§ Problem details:
Among the records below, count the lines where "blanket" occurs, and report that total alone.

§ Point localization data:
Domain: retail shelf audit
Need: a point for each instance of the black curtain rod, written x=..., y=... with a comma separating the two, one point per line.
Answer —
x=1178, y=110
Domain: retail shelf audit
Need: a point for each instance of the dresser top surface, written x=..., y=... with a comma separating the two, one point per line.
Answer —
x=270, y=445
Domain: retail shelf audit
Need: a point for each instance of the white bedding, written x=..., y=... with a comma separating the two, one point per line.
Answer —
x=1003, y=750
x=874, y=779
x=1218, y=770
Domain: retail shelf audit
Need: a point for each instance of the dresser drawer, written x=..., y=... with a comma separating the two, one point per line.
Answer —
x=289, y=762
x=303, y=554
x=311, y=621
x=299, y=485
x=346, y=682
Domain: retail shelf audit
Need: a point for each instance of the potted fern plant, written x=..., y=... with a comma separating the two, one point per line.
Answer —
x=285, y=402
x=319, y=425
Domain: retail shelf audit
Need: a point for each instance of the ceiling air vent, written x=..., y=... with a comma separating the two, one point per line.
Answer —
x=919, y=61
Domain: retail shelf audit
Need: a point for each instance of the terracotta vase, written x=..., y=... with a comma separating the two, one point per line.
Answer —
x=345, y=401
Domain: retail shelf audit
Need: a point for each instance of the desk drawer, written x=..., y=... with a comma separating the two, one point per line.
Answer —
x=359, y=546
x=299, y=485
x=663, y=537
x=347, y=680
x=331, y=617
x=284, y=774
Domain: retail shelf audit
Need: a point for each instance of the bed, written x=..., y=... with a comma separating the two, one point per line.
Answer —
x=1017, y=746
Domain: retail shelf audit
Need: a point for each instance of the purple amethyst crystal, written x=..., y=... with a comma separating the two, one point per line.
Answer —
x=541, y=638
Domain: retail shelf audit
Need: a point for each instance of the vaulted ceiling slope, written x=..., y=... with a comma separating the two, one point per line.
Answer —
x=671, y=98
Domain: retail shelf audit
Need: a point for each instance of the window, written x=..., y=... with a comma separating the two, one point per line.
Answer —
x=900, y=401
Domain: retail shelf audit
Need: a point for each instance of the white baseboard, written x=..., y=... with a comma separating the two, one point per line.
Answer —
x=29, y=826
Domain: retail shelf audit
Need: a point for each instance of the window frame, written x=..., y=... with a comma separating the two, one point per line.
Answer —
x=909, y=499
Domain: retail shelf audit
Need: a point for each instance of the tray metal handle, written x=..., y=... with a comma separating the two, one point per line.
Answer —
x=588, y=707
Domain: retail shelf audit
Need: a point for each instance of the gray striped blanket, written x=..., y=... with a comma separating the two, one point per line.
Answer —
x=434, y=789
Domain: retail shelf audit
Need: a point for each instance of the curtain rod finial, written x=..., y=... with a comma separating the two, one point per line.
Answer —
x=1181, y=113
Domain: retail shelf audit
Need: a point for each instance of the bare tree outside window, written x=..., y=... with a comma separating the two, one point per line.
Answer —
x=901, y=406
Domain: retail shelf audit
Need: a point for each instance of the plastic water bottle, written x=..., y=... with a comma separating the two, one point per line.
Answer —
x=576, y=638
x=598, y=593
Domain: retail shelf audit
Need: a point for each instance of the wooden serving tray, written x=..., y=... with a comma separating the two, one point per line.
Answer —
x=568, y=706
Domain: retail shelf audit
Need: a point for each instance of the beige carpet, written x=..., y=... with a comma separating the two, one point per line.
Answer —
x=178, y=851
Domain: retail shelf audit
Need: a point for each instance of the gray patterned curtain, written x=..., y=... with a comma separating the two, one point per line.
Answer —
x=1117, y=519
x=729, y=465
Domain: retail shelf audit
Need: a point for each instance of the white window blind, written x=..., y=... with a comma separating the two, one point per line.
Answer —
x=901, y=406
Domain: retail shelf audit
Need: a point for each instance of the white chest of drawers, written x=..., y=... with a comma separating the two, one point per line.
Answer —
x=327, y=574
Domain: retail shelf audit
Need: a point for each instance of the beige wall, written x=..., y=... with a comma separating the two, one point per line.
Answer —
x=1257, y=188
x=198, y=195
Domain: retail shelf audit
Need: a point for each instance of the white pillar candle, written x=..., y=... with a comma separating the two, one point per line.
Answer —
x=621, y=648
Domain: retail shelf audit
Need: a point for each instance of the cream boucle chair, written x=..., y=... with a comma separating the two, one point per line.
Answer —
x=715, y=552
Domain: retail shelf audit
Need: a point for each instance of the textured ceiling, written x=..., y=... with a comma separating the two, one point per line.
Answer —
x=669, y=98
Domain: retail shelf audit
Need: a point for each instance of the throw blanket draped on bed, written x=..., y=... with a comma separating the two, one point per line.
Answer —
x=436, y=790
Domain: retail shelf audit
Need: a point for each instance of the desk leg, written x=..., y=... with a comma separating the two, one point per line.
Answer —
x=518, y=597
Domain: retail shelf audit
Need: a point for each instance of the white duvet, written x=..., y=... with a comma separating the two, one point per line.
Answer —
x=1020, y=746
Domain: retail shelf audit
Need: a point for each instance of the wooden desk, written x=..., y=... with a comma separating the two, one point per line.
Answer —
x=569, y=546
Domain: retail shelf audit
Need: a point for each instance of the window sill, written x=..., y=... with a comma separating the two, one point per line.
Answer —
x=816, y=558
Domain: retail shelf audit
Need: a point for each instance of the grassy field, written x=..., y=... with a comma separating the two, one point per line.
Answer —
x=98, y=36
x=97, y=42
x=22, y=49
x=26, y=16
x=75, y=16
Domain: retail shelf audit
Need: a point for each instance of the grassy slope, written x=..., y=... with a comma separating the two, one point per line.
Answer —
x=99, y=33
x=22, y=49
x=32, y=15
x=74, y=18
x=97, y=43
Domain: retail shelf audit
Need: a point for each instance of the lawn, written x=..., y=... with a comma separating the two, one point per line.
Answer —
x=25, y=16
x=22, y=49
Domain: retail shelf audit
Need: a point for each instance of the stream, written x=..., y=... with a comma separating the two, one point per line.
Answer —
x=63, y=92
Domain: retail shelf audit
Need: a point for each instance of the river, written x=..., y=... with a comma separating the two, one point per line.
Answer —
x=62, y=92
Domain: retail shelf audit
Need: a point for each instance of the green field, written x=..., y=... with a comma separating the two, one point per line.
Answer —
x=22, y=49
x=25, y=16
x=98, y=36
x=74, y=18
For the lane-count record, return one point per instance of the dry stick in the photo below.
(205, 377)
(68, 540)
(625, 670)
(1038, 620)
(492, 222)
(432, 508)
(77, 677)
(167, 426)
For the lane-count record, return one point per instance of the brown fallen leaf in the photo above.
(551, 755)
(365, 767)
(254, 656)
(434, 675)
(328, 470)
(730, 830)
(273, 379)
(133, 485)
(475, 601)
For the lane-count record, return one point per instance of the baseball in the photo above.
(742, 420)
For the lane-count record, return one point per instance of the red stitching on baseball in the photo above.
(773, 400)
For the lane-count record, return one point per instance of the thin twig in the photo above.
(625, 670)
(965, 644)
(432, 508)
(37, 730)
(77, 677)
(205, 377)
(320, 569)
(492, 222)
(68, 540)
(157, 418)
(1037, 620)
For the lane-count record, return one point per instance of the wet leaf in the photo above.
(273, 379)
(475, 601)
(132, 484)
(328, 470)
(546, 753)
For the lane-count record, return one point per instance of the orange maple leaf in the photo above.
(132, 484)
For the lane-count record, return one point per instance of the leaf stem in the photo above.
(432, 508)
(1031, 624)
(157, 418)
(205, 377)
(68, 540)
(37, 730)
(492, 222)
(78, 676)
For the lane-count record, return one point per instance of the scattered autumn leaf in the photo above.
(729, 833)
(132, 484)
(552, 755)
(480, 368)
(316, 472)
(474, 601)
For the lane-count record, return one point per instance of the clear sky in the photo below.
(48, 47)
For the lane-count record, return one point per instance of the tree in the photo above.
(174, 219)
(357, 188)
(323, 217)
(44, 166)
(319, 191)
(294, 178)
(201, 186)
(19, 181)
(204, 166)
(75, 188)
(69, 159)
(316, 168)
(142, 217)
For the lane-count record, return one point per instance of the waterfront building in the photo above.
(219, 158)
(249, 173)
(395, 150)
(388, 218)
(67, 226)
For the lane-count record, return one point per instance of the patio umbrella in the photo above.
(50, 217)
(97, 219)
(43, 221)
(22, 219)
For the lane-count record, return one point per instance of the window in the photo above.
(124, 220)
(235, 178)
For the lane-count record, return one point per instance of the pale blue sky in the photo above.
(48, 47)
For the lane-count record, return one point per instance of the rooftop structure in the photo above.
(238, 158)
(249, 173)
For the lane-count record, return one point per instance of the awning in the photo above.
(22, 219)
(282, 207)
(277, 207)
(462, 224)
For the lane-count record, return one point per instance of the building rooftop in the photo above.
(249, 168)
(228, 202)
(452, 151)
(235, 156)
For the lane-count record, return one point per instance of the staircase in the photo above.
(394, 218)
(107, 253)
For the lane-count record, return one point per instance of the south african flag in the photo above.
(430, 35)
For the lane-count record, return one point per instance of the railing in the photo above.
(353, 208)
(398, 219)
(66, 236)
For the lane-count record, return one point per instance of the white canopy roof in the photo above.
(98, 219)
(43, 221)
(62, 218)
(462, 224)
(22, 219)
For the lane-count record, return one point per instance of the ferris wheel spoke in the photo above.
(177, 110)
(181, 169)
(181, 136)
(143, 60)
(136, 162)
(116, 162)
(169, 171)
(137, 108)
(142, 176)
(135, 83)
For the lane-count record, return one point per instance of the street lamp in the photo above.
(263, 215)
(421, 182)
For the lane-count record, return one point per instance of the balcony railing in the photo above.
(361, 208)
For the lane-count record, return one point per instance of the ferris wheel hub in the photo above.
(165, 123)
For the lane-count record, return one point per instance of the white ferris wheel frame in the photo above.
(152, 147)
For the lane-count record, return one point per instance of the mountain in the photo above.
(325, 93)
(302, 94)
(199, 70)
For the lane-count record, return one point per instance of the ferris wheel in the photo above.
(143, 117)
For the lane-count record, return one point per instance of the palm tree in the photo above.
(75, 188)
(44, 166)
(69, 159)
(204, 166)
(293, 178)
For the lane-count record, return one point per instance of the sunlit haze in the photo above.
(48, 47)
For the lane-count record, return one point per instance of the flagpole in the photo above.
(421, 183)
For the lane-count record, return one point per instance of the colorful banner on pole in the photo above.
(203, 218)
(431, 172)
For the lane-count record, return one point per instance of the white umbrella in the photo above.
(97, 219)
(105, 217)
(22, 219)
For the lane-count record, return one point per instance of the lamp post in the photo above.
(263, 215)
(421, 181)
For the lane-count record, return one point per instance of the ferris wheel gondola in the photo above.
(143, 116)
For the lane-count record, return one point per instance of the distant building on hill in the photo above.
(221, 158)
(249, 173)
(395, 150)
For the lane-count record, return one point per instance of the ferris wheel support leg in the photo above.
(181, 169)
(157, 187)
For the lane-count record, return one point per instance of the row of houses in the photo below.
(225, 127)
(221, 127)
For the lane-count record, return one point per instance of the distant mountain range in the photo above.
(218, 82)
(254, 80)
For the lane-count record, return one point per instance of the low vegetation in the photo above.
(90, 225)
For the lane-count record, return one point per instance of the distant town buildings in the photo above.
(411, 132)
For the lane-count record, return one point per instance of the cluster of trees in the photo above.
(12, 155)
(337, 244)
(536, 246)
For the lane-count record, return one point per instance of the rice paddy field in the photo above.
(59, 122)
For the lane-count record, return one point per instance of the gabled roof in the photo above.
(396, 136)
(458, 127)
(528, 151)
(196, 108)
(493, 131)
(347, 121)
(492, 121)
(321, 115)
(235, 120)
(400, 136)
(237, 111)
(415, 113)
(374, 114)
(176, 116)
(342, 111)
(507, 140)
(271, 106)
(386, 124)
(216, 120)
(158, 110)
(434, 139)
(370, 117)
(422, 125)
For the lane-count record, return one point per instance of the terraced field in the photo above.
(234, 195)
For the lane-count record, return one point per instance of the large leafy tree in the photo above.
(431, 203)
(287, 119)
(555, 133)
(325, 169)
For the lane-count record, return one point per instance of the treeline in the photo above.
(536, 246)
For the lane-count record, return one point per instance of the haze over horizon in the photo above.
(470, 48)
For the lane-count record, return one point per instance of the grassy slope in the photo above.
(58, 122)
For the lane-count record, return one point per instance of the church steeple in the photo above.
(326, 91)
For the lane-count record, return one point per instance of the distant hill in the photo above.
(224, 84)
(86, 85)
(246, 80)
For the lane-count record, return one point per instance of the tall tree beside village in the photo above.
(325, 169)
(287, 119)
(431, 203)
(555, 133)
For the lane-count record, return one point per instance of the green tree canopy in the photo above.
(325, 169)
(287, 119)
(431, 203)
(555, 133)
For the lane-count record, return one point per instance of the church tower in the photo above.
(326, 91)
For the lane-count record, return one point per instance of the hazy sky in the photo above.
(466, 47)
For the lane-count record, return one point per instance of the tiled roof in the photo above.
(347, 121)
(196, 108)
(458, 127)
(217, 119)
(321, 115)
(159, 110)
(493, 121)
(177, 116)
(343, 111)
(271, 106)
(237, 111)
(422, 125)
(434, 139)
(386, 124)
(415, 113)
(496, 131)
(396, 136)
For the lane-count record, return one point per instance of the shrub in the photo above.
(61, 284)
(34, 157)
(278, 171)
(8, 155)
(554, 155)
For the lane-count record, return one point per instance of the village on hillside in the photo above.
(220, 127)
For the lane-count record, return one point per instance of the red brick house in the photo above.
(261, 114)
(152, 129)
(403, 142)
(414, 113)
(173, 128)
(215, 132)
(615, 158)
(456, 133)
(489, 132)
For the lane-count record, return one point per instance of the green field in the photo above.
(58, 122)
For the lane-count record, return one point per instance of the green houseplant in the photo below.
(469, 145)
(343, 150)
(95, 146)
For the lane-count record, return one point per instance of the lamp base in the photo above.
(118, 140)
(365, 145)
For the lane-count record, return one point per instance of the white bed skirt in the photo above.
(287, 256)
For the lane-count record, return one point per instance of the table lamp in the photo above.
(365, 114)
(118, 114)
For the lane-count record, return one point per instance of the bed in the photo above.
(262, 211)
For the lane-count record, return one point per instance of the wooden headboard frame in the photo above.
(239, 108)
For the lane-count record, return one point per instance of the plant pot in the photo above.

§ Problem solution:
2